* _Alıştırma yönergeleri_
1 > Kamptaki hukuk komitesini anlatan metinde “Hukuk komitesi başlangıçta” ifadesinden başlayıp “bir kuvvet sağlar.” ifadesine kadar, bu ifade de dahil olmak üzere, uzanan kısmı hiçbir değişiklik yapmadan döndürün.
2 > Kamptaki hukuk komitesini anlatan metnin, son cümlesinden sonra gelecek devamını yazın.

* _Verilen metin_
----------
Hukuk komitesi başlangıçta kurulmuştu ve hiç şüphesiz kampın başarısının anahtarıydı. Görevi (hala da sürdürdüğü şekliyle) otoriteler, polis ve kamptan etkilenen herkesle olabilecek tartışma ve çatışmalarla ilgilenmek ve önlemekti. Her gece buluşan 10 ila 20 000 arasındaki insan çevredeki bazı komşular ve esnaf için bir sorun olabilirdi. Komite bu şahıslarla diyalog kurmada oldukça başarılıydı. Yaptıkları, insanları toplantılar esnasında platformlara çıkmaya alıkoymaktan, hapse atılan insanları dışarı çıkarmaya çalışmaya kadar çeşitleniyordu. Bana göre bu tür bir hareketin oluşturulmasında bir hukuk komitesi elzemdir. Bunlar pahalıya mal olmadan gerilimli durumları önlemeyi öngörür ve hem araçlara hem de sonuçlara ahlaki bir kuvvet sağlar.
----------
[Adlandırılmış nesne işaretleme kayıtları]
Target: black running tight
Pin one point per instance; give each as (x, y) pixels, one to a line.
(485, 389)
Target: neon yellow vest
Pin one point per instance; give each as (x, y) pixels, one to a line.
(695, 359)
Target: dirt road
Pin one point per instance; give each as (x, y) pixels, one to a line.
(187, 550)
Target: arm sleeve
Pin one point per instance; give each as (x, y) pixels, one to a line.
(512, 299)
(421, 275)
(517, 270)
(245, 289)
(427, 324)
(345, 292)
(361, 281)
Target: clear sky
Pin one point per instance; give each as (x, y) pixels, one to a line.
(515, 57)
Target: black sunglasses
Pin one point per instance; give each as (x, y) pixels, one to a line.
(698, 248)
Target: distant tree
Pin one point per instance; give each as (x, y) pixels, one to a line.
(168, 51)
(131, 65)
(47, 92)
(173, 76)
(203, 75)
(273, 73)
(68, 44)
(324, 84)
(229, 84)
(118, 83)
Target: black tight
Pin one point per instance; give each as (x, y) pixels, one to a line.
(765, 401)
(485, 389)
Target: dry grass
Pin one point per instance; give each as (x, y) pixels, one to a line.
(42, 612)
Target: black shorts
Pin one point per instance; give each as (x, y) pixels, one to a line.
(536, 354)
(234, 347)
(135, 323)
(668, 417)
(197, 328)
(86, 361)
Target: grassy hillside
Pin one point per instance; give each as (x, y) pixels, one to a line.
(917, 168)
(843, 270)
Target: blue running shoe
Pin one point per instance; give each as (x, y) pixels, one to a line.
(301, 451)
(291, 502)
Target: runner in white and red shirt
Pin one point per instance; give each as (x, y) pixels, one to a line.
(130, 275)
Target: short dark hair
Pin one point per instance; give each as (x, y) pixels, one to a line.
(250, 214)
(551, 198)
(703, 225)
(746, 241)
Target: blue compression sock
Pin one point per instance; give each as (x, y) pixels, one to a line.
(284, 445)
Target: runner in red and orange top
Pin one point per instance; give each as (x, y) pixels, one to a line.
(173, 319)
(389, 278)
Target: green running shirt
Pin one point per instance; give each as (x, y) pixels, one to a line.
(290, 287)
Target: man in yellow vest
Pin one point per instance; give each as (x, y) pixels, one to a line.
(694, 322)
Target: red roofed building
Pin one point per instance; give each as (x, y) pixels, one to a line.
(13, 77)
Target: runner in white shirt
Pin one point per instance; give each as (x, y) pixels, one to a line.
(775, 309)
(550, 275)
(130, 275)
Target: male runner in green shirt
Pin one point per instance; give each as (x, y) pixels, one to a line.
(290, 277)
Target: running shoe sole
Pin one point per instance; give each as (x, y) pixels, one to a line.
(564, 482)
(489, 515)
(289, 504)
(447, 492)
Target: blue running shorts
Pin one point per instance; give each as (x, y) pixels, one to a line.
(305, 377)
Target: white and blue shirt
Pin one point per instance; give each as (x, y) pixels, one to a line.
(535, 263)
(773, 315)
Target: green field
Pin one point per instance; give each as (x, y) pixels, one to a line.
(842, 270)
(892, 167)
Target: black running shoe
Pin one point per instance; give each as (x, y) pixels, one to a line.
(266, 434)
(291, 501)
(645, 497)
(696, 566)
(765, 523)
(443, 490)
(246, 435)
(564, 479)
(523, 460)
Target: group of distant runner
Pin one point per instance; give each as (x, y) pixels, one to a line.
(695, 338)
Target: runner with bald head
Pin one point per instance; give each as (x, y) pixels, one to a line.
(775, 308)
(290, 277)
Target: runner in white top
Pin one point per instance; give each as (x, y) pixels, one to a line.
----------
* _Görev çıktıları_
1 >
Hukuk komitesi başlangıçta kurulmuştu ve hiç şüphesiz kampın başarısının anahtarıydı. Görevi (hala da sürdürdüğü şekliyle) otoriteler, polis ve kamptan etkilenen herkesle olabilecek tartışma ve çatışmalarla ilgilenmek ve önlemekti. Her gece buluşan 10 ila 20 000 arasındaki insan çevredeki bazı komşular ve esnaf için bir sorun olabilirdi. Komite bu şahıslarla diyalog kurmada oldukça başarılıydı. Yaptıkları, insanları toplantılar esnasında platformlara çıkmaya alıkoymaktan, hapse atılan insanları dışarı çıkarmaya çalışmaya kadar çeşitleniyordu. Bana göre bu tür bir hareketin oluşturulmasında bir hukuk komitesi elzemdir. Bunlar pahalıya mal olmadan gerilimli durumları önlemeyi öngörür ve hem araçlara hem de sonuçlara ahlaki bir kuvvet sağlar.

2 >
Revir de çalışması toplantılar esnasında oldukça görünür olan bir başka komiteydi. Hizmet, gerektiğinde hastaları kaldırıp taşımaya yardım eden gönüllülerin yanı sıra genellikle bir doktor ve bir düzine diğer profesyonel tarafından sağlanıyordu. Sol’daki bir mitingin aynı anda 5,000 kadar katılımcısı olabildiğini anlamak önemlidir. Revir komitesi katılımcıların daha kolay giriş çıkış yapabilmesi için koridorların açık tutulmasını da talep ediyordu. Ancak bu, tehlikeli yaz sıcaklıklarında insanların toplantı esnasında sıkışık kalabalıklar içinde oturmaları ya da ayakta beklemeleri anlamına geliyordu. O zaman toplantı ortasında başı dönen ve bayılan insanların olması olağandışı değildi. Etkin bir tıbbi müdahale o halde o kişiyi uzaklaştıracak gönüllülerin hızla hareket etmesine bağlıydı. Bu tarz durumların bir tanığı olarak, bu gibi olaylar olduğunda toplantıların 3-5 dakikadan daha fazla aksamadığını ve profesyonelliklerinin çarpıcı olduğunu söyleyebilirim.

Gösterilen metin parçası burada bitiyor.